━━━ TEXTABSCHNITT
Stellungnahme zum Koalitionsvertrag: Ansätze – wichtige Lücken bleiben
Eckiger Tisch begrüßt die im Koalitionsvertrag angekündigte weitere Förderung des Fonds sexueller Missbrauch (FSM) sowie des Ergänzenden Hilfesystems (EHS). Diese Strukturen sind essenzielle Bausteine, um Betroffenen niedrigschwellig Unterstützung bei der Bewältigung
der Folgen sexualisierter Gewalt zu ermöglichen.
An dieser Stelle muss jedoch deutlich werden: Das EHS ist kein Ersatz für Schmerzensgeld, da das EHS ausschließlich Sachleistungen zur Bewältigung der Folgen des Missbrauchs genehmigt. Daher fehlt nach wie vor ein eigenständiges, staatlich getragenes System zur Zahlung von Schmerzensgeld, das dem Leid, welches Betroffene erlitten haben, gerecht wird. Für eine gerechte Entschädigung fordern wir daher ein System, analog zum EHS, welches unbürokratisch, unabhängig und wirksam ist.
━━━━━━
━━━ ANGEZEIGTE INFORMATIONEN
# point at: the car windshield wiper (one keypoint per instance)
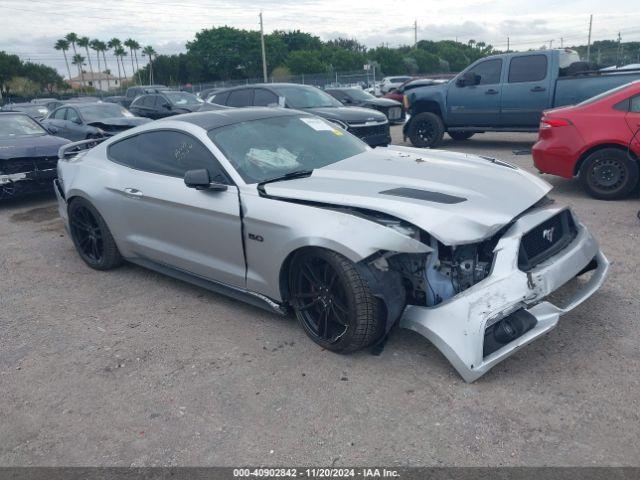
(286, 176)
━━━━━━
━━━ ANGEZEIGTE INFORMATIONEN
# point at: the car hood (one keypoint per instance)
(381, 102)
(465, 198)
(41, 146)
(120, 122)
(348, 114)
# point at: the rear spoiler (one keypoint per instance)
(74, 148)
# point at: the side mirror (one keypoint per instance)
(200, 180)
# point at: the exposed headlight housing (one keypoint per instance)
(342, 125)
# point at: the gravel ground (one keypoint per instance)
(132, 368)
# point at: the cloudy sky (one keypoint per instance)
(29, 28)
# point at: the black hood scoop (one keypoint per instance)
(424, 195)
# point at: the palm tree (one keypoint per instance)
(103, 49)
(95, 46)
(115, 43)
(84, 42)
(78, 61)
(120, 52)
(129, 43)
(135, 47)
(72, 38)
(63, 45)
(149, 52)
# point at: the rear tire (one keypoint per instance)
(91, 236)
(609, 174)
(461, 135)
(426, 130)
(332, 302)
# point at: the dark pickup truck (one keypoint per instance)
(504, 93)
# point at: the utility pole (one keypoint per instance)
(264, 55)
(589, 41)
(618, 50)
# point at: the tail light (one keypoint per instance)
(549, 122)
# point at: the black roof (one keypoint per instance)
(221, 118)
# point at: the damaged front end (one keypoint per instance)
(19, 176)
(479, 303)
━━━━━━
━━━ ANGEZEIGTE INFORMATIONEN
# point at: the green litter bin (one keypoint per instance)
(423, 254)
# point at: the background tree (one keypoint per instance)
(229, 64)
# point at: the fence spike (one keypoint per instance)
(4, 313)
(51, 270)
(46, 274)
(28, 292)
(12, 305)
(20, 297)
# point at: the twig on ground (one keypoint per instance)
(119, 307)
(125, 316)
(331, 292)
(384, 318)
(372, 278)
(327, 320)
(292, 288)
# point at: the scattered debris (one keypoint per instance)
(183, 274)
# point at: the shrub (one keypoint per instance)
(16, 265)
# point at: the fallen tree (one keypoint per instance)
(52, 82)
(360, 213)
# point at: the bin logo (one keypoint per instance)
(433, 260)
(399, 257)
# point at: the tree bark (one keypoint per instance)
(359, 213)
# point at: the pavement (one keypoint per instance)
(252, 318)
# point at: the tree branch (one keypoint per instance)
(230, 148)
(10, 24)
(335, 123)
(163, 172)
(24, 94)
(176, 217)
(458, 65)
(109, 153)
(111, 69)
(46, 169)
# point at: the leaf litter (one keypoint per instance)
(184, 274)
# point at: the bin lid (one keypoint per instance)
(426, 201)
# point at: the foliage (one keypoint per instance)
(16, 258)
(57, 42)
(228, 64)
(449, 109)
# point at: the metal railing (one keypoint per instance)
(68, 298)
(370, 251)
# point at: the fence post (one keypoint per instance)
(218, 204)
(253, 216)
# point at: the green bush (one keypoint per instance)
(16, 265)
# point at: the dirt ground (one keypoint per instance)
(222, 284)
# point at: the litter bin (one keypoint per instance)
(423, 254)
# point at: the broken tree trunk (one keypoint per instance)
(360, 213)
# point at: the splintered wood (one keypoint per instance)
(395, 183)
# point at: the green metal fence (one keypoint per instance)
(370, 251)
━━━━━━
◆ PFLICHTAUFGABEN
[a] Welche Art von Leistungen genehmigt das EHS laut der Stellungnahme zum Koalitionsvertrag ausschließlich?
[b] Führe die Stellungnahme zum Koalitionsvertrag im Anschluss an ihren letzten Satz weiter.

◆ LÖSUNGEN
[a] Ausschließlich Sachleistungen zur Bewältigung der Folgen des Missbrauchs.

[b]
Darüber hinaus begrüßet Eckiger Tisch, dass der Koalitionsvertrag an die Pflicht zur Aufarbeitung für Institutionen erinnert und diese festschreibt. Um eine gute Aufarbeitung zu ermöglichen, muss diese aber unabhängig von den betroffenen Institutionen erfolgen – insbesondere im Kontext der katholischen Kirche. Der Staat muss hier eine aktive Rolle übernehmen, um die Rechte der Betroffenen durchsetzen und damit eine unabhängige Aufarbeitung gelingen kann.
Als Betroffeneninitiative betrachten wir es kritisch, dass die Förderung von Selbstorganisation und Selbsthilfe Betroffener im Koalitionsvertrag nicht thematisiert wird. Dabei ist es entscheidend, dass Betroffene nicht nur passiv unterstützt, sondern aktiv beteiligt werden – in der Aufarbeitung, bei Beratungs- und Hilfsangeboten und in politischen Entscheidungsprozessen. Es ist wichtig, dass die Situation von Betroffenen sexuellen Kindesmissbrauchs im Kontext der katholischen Kirche verbessert wird und ihre Rechte gestärkt werden. In Anbetracht der Erfahrungen der zurückliegenden fünfzehn Jahre, seit Bekanntwerden des sogenannten Missbrauchsskandals, ist notwendig, dass sich Politik und Staat bei der Wiederherstellung des sozialen Friedens deutlich stärker einbringen. Der Koalitionsvertrag bietet damit einen Schritt in die richtige Richtung, aber zentrale Forderungen bleiben weiterhin offen.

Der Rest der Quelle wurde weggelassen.